DIRECTIVE: Set down, word for word, the stretch of lines from the one containing "of the decorative" to the end of the records below.

RECORDS FOR THE TASK:

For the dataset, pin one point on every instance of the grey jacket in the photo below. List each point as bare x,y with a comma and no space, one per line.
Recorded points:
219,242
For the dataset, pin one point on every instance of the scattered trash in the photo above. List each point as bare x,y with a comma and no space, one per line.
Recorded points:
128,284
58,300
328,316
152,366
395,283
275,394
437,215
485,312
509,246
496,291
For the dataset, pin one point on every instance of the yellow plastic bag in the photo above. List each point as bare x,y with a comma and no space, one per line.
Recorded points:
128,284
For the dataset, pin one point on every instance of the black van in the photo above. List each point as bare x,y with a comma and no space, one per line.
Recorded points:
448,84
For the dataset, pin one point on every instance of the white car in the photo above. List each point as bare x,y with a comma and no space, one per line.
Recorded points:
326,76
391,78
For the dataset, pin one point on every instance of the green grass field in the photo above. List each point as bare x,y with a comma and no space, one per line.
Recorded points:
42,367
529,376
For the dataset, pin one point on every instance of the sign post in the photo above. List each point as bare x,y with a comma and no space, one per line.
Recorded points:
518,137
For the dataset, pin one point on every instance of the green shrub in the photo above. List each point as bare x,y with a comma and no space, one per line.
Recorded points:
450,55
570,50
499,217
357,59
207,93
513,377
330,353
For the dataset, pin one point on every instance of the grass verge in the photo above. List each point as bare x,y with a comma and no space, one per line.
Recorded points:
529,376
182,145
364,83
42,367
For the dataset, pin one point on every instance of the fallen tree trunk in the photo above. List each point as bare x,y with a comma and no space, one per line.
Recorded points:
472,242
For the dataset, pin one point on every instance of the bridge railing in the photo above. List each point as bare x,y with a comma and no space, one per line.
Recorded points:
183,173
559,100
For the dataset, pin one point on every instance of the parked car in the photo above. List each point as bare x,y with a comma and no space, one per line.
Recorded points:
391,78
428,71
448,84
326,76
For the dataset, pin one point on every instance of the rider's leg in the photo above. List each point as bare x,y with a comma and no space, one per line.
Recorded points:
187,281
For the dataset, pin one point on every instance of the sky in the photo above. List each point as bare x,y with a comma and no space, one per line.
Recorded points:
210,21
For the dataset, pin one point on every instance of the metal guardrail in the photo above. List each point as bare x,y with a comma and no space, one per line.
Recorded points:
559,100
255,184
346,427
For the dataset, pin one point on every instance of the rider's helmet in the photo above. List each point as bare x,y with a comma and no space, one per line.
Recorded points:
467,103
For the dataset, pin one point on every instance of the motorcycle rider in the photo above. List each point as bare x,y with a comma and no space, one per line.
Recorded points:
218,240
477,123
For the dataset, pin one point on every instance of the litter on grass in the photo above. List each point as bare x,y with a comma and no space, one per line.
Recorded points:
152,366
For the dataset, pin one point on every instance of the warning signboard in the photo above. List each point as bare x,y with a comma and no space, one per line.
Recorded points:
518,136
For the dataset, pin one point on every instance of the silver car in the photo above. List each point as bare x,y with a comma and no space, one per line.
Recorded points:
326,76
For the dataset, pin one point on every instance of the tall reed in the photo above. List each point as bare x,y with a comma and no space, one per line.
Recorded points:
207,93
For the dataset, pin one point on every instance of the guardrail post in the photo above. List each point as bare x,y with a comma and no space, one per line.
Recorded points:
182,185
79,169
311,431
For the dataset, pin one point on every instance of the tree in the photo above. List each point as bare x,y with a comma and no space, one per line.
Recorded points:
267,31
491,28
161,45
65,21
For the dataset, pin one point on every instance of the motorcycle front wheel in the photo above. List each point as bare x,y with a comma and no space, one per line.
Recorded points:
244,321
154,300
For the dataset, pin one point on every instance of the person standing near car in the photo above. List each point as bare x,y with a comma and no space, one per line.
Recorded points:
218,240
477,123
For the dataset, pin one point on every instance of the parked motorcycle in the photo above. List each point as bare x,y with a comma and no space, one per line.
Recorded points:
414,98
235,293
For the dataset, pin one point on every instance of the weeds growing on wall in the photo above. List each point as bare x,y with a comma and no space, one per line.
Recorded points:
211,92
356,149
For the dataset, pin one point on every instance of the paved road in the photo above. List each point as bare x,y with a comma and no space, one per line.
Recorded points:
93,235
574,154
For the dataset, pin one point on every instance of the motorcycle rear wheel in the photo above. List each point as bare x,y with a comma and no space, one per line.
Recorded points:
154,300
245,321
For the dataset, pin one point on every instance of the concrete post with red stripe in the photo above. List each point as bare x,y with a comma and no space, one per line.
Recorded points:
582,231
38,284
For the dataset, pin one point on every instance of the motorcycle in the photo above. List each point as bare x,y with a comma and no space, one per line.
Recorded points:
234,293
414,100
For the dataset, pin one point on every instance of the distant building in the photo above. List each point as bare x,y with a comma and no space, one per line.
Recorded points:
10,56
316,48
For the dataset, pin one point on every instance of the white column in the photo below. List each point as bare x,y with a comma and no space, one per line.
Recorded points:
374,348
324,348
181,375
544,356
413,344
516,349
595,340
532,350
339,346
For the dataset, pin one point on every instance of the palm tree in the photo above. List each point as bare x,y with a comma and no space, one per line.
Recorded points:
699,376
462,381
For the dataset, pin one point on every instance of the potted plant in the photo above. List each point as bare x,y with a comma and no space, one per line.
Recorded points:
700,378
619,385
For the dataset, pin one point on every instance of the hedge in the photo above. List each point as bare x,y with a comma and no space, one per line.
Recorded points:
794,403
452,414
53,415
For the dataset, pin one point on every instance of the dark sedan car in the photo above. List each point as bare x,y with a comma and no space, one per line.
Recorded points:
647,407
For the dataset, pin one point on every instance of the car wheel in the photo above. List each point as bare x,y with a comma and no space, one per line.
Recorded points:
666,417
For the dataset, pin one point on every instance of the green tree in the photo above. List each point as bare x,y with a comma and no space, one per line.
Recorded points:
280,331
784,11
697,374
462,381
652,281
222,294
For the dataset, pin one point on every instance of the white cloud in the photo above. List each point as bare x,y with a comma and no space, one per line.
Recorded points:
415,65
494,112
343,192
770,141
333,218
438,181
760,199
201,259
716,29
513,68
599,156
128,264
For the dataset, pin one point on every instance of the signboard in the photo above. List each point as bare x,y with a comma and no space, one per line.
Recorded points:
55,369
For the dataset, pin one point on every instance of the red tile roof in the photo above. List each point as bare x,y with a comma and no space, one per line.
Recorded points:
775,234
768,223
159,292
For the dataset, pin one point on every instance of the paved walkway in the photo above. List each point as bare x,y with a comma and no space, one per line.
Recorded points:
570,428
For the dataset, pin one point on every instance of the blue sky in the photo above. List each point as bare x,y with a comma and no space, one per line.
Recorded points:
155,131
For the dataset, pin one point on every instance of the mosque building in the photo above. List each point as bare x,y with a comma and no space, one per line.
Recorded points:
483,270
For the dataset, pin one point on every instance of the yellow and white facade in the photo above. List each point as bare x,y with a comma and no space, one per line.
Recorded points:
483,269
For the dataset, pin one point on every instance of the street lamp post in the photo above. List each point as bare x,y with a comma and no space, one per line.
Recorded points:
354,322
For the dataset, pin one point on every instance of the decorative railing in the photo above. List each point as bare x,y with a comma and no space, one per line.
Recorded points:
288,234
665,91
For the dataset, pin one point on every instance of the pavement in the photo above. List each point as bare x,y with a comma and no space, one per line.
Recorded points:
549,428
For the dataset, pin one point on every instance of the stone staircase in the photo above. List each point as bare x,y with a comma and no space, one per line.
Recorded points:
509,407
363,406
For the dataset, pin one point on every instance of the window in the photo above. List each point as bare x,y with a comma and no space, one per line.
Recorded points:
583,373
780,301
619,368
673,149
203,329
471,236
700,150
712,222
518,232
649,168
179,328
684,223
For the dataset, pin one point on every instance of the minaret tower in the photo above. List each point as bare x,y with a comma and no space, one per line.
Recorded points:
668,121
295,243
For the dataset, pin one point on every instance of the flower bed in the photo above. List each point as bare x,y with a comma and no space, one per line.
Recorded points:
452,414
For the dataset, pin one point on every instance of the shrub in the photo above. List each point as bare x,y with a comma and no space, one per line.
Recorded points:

FINAL RESULT:
For the dataset, pin one point on every instance of the decorative railing in the photo above. List each point as bare x,y with a comma and no space, one per line.
Recorded points:
288,234
665,91
For the dataset, pin one point on every instance of the pavement in the photo above. List each point as bare x,y with a comma and no space, one per line.
Recorded points:
549,428
For the dataset, pin one point on every instance of the stone staircase in the photo above. List each point as bare x,y with a comma and no space, one per line.
Recorded points:
509,407
363,406
For the dataset, pin one point on every instance of the window in the photo above. List each point as bare x,y with a comma and no space, one per line.
Recorded points:
583,373
780,301
619,368
673,149
203,329
471,236
700,150
712,222
518,232
649,168
179,328
684,223
For the dataset, pin one point on every instance of the minaret tower in the photo above. List each point as bare x,y with a comma and no space, one per line.
Recorded points:
668,121
295,243
For the dataset, pin one point on every instance of the flower bed in the photo above. List each point as bare x,y with a comma and no space, one per line.
Recorded points:
452,414
For the dataset, pin one point on every instance of the shrub in the photo above. List each point as bare x,y with a comma and no space, one per line.
Recorded points:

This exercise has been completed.